Europe breathes easier after second wave wipeouts

Europe breathes easier after second wave wipeouts

Europe's stock markets clawed back some ground on Tuesday, a day after rising second waves of the coronavirus epidemic caused the region's biggest wipeout since June and drover investors back to government bonds.

The German share price index DAX graph at the stock exchange in Frankfurt
The German share price index DAX graph is pictured at the stock exchange in Frankfurt, Germany, September 21, 2020. REUTERS/Staff

LONDON: Europe's stock markets clawed back some ground on Tuesday, a day after rising second waves of the coronavirus epidemic caused the region's biggest wipeout since June and drove investors back to government bonds.

Conditions were still choppy with South Korea and China pulling Asia down for a second day and tech-heavy Nasdaq now out of its recent stellar range, so it was a relief for traders to see Europe and U.S. futures stabilise.

The pan-European STOXX 600 index made back 0.5per cent of the 3.2per cent it lost on Monday, helped by respective 1per cent and 1.3per cent gains for the tech and car sectors that offset bumpier rides elsewhere.

Travel and leisure stocks saw 0.3per cent falls to add to Monday's 5.2per cent plunge and S&P futures were also a touch weaker. As investors stayed close to safety, yields on Germany's government bonds held near six-week lows and the dollar inched up.

"The market may be taking a breather but I would be surprised if that was it," said Rabobank's Head of Macro Strategy, Elwin de Groot, referring to Monday's rout that came as countries had been forced to reintroduce some of the COVID-19 restrictions they removed over the summer.

"The market won't like it. The base case was that the second wave wouldn't be as bad as the first... but the fourth quarter will be now another quarter with stringent restrictions and there are going to be an increasing number of economic victims," he said.

ACTION ITEM A =
According to the article on Europe's stock markets, who is Rabobank's Head of Macro Strategy?
ACTION ITEM B =
Rewrite the part of the article on Europe's stock markets between "Travel and leisure" and "dollar inched up.", inclusive, swapping "dollar" for "euro".

SOURCE INFORMATION =
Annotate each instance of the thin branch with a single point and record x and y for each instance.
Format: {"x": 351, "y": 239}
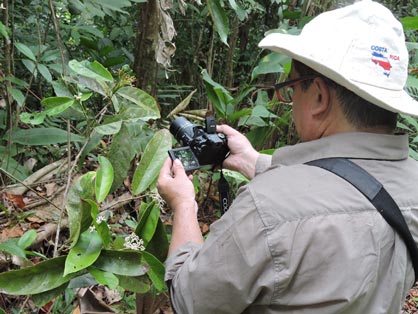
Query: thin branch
--
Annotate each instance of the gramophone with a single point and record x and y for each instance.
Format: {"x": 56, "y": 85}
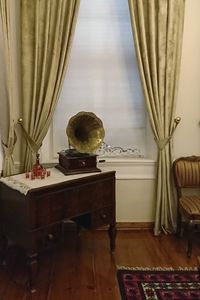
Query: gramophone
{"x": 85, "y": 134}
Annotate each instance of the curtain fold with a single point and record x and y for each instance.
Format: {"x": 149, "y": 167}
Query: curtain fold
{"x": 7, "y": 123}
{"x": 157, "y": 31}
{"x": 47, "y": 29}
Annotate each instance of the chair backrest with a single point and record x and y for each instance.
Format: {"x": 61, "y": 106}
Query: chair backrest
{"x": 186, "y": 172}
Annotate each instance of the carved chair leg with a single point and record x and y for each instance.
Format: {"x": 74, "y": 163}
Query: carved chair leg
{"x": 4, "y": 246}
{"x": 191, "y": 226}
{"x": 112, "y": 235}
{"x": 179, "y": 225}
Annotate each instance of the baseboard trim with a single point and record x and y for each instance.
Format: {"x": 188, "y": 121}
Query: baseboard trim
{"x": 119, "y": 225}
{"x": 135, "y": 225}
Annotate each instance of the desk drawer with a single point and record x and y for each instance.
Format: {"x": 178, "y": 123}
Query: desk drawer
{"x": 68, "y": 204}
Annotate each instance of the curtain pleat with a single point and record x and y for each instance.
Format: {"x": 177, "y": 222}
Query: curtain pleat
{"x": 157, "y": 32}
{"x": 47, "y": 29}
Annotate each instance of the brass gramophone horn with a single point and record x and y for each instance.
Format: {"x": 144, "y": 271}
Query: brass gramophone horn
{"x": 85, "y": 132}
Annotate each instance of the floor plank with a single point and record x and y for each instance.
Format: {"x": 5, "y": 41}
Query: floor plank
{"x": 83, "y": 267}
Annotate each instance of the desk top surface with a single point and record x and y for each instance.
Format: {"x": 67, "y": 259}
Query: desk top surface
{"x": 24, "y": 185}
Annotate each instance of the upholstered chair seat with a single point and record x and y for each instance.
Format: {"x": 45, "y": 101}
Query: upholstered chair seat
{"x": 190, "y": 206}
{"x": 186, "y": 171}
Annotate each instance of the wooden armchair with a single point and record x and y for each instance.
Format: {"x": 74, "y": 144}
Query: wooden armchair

OUTPUT A =
Elwin de Groot

OUTPUT B =
Travel and leisure stocks saw 0.3per cent falls to add to Monday's 5.2per cent plunge and S&P futures were also a touch weaker. As investors stayed close to safety, yields on Germany's government bonds held near six-week lows and the euro inched up.